---------- Input for this task ----------
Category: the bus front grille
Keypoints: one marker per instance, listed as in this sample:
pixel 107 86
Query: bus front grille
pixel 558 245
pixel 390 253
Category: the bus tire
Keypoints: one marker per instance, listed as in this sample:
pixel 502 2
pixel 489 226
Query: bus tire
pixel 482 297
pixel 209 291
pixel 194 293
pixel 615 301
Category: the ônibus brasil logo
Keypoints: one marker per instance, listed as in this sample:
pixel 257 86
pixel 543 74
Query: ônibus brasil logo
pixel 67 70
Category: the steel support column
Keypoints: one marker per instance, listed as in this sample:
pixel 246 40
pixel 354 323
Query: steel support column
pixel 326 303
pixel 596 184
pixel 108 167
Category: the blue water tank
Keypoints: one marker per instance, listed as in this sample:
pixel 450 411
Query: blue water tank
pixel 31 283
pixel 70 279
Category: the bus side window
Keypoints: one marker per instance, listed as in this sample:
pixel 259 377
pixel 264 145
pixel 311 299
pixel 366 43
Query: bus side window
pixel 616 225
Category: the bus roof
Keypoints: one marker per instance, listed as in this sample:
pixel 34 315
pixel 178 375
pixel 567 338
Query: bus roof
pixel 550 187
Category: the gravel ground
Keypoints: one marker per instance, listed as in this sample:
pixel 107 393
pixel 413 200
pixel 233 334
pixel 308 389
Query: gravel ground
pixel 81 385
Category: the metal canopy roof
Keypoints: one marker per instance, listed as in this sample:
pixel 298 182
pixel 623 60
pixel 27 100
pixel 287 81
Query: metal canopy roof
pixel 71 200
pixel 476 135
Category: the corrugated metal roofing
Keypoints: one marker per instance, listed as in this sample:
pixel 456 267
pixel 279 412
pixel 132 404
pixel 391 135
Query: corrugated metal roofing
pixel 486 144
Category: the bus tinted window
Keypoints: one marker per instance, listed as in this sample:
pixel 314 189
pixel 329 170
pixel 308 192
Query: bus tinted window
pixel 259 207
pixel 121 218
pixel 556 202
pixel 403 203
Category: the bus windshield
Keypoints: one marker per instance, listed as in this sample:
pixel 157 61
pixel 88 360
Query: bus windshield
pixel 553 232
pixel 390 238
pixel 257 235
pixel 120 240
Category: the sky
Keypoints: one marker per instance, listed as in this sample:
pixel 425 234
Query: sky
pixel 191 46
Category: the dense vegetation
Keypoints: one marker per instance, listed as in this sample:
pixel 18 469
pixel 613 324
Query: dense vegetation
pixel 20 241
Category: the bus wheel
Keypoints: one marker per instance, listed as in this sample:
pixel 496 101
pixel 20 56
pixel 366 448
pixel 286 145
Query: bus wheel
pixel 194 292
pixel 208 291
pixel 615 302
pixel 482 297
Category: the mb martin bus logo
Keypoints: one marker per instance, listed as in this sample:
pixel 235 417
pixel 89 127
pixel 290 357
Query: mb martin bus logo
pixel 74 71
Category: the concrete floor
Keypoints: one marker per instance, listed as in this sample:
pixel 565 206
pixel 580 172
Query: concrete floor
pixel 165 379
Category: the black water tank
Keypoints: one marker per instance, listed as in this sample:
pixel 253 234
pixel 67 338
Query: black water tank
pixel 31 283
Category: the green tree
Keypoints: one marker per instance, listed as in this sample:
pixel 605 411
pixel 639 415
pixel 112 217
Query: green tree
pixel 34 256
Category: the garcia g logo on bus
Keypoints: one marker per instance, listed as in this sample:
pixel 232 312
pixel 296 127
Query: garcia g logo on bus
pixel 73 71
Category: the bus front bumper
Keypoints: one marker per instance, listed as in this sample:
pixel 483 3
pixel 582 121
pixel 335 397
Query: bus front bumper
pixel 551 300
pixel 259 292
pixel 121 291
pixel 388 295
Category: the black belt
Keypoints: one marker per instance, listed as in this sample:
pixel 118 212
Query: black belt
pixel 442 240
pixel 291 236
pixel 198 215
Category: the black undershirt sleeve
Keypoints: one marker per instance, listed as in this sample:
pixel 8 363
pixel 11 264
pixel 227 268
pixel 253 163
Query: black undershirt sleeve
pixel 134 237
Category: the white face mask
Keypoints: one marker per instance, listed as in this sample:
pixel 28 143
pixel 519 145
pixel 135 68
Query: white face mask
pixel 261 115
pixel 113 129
----------
* [To do] Output every line of the entries above as a JSON list of strings, one string per line, omitting blank lines.

* [Exercise response]
[
  "Category: the bus front grille",
  "Keypoints: one marker per instance, listed as in this sample:",
  "pixel 107 86",
  "Query: bus front grille",
  "pixel 558 245",
  "pixel 390 253",
  "Category: the bus tire",
  "Keypoints: one marker per instance, listed as in this sample:",
  "pixel 502 2",
  "pixel 489 226",
  "Query: bus tire",
  "pixel 482 297",
  "pixel 209 291",
  "pixel 194 293",
  "pixel 615 301",
  "Category: the ônibus brasil logo",
  "Keypoints: one marker per instance, listed as in this sample:",
  "pixel 257 86",
  "pixel 543 74",
  "Query: ônibus brasil logo",
  "pixel 67 70",
  "Category: the steel support column",
  "Keypoints: one marker per instance, listed as in this sample:",
  "pixel 246 40",
  "pixel 354 323",
  "Query: steel support column",
  "pixel 326 303",
  "pixel 596 184",
  "pixel 108 167",
  "Category: the blue water tank",
  "Keypoints: one marker per instance, listed as in this sample:",
  "pixel 450 411",
  "Query: blue water tank",
  "pixel 31 283",
  "pixel 70 279",
  "Category: the bus side window",
  "Keypoints: one marker per instance, listed as in this sample:",
  "pixel 259 377",
  "pixel 264 145",
  "pixel 311 299",
  "pixel 366 43",
  "Query: bus side window",
  "pixel 616 225",
  "Category: the bus roof",
  "Keypoints: one marker per instance, listed as in this sample:",
  "pixel 34 315",
  "pixel 178 375",
  "pixel 567 338",
  "Query: bus roof",
  "pixel 550 187",
  "Category: the gravel ground",
  "Keypoints: one marker per instance, listed as in this sample:",
  "pixel 107 393",
  "pixel 413 200",
  "pixel 233 334",
  "pixel 308 389",
  "Query: gravel ground",
  "pixel 81 385",
  "Category: the metal canopy roof",
  "Keypoints: one marker per instance, listed as in this sample:",
  "pixel 298 182",
  "pixel 623 60",
  "pixel 27 100",
  "pixel 287 81",
  "Query: metal canopy roof",
  "pixel 71 200",
  "pixel 476 135",
  "Category: the corrugated metal roofing",
  "Keypoints: one marker per instance, listed as in this sample:",
  "pixel 456 267",
  "pixel 279 412",
  "pixel 132 404",
  "pixel 391 135",
  "Query: corrugated metal roofing",
  "pixel 486 144",
  "Category: the bus tinted window",
  "Keypoints: one marker per instance, listed as in this sample:",
  "pixel 314 189",
  "pixel 329 170",
  "pixel 308 192",
  "Query: bus tinted window",
  "pixel 259 207",
  "pixel 121 218",
  "pixel 556 202",
  "pixel 403 203",
  "Category: the bus windshield",
  "Keypoints: one marker per instance, listed as in this sample:",
  "pixel 157 61",
  "pixel 88 360",
  "Query: bus windshield",
  "pixel 553 232",
  "pixel 390 238",
  "pixel 257 235",
  "pixel 120 240",
  "Category: the sky",
  "Keypoints: one marker per instance, listed as in this sample:",
  "pixel 425 234",
  "Query: sky",
  "pixel 191 46",
  "Category: the dense vegetation",
  "Keypoints: one marker per instance, listed as in this sample:",
  "pixel 18 469",
  "pixel 613 324",
  "Query: dense vegetation",
  "pixel 20 241",
  "Category: the bus wheel",
  "Keypoints: one marker per instance, listed as in this sample:",
  "pixel 496 101",
  "pixel 20 56",
  "pixel 366 448",
  "pixel 286 145",
  "Query: bus wheel",
  "pixel 194 292",
  "pixel 208 291",
  "pixel 615 302",
  "pixel 482 297",
  "Category: the mb martin bus logo",
  "Keypoints: one marker per instance, listed as in this sample:",
  "pixel 235 417",
  "pixel 89 127",
  "pixel 290 357",
  "Query: mb martin bus logo",
  "pixel 74 71",
  "Category: the concrete floor",
  "Keypoints: one marker per instance, listed as in this sample:",
  "pixel 565 206",
  "pixel 580 172",
  "Query: concrete floor",
  "pixel 165 379",
  "Category: the black water tank",
  "Keypoints: one marker per instance, listed as in this sample:",
  "pixel 253 234",
  "pixel 67 338",
  "Query: black water tank",
  "pixel 31 283",
  "Category: the green tree",
  "Keypoints: one marker per instance, listed as in this sample:",
  "pixel 605 411",
  "pixel 639 415",
  "pixel 112 217",
  "Query: green tree",
  "pixel 34 256",
  "Category: the garcia g logo on bus",
  "Keypoints: one marker per instance, listed as in this sample:",
  "pixel 232 312",
  "pixel 296 127",
  "Query: garcia g logo on bus",
  "pixel 73 71",
  "Category: the bus front bumper",
  "Keypoints: one marker per instance, listed as in this sample:",
  "pixel 483 3",
  "pixel 582 121",
  "pixel 335 397",
  "Query: bus front bumper",
  "pixel 551 300",
  "pixel 259 292",
  "pixel 121 291",
  "pixel 388 295",
  "Category: the black belt",
  "Keypoints: one marker per instance, listed as in this sample:",
  "pixel 118 212",
  "Query: black belt",
  "pixel 442 240",
  "pixel 291 236",
  "pixel 198 215",
  "Category: the black undershirt sleeve",
  "Keypoints: one marker per instance, listed as in this sample:",
  "pixel 8 363",
  "pixel 11 264",
  "pixel 227 268",
  "pixel 253 163",
  "Query: black undershirt sleeve",
  "pixel 134 237",
  "Category: the white face mask",
  "Keypoints: one marker per instance, listed as in this sample:",
  "pixel 28 143",
  "pixel 519 145",
  "pixel 135 68",
  "Query: white face mask",
  "pixel 261 115",
  "pixel 113 129"
]